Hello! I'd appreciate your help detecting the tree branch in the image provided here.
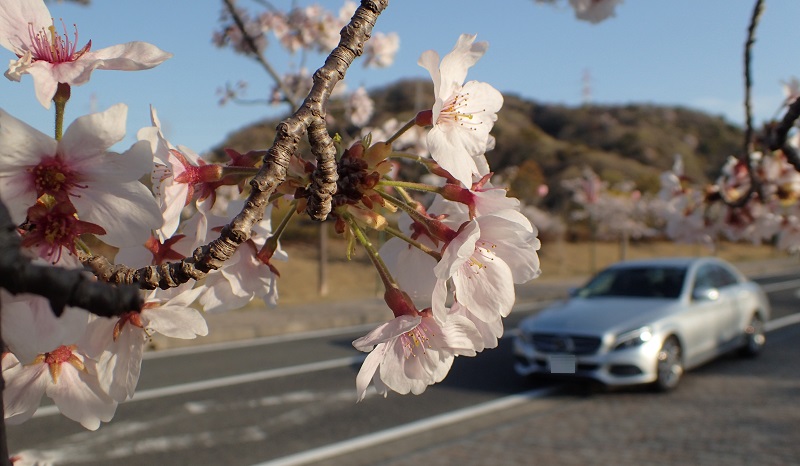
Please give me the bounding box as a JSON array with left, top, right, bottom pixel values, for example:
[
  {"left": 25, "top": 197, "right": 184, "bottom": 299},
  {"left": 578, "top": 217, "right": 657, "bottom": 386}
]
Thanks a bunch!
[
  {"left": 223, "top": 0, "right": 297, "bottom": 108},
  {"left": 0, "top": 201, "right": 144, "bottom": 317},
  {"left": 84, "top": 0, "right": 389, "bottom": 289}
]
☆ ☆ ☆ ☆ ☆
How many lines above contain the string "bottom"? Case counts. Reply with the number alone.

**Solution**
6